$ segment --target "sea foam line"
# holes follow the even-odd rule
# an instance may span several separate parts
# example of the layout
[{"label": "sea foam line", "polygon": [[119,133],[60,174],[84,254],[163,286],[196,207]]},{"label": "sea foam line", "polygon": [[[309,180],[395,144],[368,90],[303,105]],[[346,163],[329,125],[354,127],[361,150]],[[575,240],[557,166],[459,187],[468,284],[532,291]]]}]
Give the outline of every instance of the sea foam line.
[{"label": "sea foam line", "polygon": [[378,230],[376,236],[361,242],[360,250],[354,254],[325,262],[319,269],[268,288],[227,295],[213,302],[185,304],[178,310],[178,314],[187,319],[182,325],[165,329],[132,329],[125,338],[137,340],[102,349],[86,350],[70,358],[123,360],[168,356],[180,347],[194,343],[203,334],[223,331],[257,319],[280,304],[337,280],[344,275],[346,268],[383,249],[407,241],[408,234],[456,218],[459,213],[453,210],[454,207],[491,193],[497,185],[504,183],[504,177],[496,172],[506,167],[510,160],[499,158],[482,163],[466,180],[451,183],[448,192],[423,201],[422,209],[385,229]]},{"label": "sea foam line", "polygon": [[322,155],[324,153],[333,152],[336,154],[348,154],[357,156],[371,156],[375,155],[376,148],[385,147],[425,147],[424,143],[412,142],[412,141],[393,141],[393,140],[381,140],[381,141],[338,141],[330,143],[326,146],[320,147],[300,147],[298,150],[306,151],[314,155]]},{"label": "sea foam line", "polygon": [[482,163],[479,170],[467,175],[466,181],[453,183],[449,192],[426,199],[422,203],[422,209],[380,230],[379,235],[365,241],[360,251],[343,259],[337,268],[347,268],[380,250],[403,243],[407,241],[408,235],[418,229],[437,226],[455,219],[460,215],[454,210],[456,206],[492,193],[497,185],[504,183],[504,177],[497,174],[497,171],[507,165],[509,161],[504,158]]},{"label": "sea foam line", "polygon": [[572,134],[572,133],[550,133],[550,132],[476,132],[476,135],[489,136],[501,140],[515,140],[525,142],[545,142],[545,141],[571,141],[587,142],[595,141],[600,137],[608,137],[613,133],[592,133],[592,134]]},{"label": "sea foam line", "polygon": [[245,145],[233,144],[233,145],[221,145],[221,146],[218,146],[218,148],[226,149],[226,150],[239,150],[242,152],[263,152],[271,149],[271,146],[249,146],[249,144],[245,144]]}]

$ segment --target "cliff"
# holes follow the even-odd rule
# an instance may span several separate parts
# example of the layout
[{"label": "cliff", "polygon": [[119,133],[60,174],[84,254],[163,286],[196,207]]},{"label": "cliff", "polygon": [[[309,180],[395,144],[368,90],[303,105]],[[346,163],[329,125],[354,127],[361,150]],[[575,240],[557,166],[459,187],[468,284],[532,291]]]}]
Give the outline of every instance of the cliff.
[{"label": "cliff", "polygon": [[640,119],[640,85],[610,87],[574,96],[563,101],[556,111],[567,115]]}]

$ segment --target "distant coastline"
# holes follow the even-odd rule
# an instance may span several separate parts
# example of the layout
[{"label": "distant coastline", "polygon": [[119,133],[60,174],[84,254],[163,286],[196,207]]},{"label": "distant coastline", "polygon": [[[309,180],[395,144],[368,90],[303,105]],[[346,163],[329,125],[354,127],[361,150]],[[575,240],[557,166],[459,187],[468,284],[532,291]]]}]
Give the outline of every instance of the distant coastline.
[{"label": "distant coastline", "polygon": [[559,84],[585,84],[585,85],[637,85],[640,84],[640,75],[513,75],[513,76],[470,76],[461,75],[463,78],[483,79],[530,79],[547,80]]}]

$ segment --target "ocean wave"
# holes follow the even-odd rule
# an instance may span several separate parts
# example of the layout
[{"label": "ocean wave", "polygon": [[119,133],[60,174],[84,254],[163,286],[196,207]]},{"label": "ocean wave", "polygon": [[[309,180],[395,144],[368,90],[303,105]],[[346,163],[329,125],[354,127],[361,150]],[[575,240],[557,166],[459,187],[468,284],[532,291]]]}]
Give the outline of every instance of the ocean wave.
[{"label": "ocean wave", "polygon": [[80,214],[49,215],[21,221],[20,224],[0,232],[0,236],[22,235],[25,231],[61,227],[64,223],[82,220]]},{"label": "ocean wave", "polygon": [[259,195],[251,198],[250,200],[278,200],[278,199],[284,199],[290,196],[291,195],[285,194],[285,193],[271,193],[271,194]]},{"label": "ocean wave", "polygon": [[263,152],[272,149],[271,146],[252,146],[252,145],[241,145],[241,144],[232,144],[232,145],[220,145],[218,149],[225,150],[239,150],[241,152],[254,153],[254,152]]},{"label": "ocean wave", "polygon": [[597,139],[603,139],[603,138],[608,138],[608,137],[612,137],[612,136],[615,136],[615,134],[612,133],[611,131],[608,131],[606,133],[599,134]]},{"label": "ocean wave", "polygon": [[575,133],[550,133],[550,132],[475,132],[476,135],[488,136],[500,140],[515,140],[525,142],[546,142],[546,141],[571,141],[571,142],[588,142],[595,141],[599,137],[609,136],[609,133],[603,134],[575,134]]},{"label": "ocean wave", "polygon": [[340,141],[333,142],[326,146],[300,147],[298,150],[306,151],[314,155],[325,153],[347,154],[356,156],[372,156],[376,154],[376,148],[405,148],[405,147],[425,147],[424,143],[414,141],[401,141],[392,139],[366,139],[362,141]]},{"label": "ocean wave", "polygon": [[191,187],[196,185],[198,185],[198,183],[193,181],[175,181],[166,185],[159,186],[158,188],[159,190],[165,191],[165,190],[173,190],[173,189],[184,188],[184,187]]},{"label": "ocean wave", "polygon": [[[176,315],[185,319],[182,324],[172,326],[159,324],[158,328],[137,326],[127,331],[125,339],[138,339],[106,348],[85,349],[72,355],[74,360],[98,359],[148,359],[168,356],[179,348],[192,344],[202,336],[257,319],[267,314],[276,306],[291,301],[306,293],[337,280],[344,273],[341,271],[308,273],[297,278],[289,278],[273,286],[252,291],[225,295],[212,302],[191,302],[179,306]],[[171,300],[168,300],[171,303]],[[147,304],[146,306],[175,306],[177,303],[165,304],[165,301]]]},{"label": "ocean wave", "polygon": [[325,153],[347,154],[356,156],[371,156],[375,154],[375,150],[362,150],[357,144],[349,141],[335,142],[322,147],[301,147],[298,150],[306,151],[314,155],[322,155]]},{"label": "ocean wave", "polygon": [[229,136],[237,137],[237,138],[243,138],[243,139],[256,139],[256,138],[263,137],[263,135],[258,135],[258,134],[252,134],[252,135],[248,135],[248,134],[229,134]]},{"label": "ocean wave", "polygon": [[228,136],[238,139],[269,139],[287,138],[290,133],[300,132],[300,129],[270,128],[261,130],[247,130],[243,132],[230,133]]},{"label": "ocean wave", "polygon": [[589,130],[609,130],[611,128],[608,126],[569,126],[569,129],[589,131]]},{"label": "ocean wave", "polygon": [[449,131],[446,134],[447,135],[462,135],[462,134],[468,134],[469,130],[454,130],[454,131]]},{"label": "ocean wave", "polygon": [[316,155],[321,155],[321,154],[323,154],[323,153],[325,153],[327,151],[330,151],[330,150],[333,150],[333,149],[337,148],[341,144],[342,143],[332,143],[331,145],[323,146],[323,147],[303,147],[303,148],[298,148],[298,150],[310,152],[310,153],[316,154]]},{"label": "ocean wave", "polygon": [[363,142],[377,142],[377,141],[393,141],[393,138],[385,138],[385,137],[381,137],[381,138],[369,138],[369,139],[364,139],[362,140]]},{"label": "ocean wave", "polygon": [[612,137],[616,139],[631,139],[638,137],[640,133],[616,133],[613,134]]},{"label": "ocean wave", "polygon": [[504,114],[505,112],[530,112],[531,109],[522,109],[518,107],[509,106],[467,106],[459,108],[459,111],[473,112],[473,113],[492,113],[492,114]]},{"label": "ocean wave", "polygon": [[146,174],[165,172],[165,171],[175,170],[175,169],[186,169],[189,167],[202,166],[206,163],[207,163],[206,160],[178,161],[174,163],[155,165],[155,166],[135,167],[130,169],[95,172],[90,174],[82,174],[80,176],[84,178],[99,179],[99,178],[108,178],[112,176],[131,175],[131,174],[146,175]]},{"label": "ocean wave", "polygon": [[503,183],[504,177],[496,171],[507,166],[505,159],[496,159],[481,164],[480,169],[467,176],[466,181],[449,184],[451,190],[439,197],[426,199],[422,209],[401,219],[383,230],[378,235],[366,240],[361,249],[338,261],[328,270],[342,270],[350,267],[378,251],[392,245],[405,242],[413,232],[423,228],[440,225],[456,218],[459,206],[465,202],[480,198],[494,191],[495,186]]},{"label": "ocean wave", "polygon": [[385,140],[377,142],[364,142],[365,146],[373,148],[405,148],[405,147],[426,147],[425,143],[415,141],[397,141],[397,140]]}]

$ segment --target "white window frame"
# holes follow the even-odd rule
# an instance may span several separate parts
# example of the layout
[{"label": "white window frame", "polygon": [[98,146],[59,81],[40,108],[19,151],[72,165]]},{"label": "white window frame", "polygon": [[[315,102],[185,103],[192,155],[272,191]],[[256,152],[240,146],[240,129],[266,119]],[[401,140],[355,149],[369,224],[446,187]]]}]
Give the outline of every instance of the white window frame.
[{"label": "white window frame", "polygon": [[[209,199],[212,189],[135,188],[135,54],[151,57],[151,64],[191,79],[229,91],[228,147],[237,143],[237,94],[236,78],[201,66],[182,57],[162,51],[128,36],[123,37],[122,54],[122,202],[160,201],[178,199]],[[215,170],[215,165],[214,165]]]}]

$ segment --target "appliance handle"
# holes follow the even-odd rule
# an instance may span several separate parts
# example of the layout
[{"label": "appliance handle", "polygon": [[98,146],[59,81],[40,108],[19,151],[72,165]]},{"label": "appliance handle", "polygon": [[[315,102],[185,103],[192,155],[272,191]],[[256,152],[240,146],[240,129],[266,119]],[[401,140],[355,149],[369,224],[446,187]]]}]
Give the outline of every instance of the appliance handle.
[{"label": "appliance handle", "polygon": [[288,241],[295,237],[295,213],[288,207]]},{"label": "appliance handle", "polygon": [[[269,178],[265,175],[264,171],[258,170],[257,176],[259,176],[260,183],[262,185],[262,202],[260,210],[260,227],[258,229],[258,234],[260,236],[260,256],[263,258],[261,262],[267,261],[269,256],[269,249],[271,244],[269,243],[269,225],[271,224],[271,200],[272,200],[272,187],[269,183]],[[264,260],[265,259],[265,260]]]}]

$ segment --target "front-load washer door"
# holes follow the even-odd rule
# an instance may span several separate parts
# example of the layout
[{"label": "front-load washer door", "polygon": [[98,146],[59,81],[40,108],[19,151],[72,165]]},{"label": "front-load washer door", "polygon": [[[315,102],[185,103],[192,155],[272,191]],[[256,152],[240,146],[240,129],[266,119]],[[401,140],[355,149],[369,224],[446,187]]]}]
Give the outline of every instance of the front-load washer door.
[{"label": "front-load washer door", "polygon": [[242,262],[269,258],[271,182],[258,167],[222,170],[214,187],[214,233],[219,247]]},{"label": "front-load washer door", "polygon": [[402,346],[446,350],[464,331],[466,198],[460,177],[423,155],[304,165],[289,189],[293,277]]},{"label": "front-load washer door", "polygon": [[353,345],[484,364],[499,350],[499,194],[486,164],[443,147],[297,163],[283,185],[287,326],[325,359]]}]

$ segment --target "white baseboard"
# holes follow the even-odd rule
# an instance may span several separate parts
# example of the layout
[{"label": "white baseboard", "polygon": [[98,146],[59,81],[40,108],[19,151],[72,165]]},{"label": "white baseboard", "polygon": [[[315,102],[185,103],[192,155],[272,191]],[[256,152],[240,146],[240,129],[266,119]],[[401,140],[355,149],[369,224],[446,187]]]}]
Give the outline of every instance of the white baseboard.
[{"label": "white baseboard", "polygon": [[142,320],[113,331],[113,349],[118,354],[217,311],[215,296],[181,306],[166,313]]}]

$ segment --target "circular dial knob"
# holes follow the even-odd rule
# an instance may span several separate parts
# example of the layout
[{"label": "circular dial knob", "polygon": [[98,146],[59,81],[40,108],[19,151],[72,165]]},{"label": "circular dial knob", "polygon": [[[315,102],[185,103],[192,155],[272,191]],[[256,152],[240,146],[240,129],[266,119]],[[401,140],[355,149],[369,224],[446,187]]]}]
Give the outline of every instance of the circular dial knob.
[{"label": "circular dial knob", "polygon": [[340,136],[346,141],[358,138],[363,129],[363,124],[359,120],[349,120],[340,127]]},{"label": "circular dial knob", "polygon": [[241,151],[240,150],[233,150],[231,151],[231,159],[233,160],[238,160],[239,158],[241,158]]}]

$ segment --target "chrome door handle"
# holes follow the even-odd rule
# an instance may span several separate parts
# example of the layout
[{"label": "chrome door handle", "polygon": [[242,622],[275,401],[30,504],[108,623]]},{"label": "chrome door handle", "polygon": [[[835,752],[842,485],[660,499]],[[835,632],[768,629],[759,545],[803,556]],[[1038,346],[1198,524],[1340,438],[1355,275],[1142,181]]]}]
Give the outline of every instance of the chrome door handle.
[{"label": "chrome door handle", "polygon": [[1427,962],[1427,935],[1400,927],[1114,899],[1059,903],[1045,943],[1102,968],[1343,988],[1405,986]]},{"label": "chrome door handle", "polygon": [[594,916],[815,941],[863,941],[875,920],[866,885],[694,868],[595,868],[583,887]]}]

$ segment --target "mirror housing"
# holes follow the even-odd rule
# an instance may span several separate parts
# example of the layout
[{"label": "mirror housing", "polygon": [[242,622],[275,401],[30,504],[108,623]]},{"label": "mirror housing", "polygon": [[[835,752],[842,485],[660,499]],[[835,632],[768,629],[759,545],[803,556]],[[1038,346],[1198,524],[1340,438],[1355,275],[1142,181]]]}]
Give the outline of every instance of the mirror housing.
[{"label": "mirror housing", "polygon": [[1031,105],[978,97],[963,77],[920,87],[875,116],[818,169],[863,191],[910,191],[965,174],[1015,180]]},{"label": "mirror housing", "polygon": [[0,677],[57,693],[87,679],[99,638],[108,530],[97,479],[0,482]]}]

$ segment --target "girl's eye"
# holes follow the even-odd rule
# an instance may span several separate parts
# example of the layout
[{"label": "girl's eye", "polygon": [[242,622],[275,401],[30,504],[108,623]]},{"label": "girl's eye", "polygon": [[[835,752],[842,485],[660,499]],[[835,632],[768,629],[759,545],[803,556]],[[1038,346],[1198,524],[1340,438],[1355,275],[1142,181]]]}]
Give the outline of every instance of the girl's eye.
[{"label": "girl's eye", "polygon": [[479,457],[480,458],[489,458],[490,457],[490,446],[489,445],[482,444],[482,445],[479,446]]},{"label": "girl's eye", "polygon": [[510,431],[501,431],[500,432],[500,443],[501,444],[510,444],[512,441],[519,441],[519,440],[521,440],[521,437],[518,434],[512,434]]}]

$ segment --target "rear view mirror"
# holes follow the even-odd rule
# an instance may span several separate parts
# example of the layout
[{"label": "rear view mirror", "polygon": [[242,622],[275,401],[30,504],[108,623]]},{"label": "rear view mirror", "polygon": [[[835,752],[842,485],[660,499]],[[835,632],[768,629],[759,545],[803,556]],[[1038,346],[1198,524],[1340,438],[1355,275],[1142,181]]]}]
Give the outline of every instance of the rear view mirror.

━━━━━━━━━━

**To do:** Nothing but a number should be given: the count of lines in the material where the string "rear" occurs.

**Completed exercise:** 3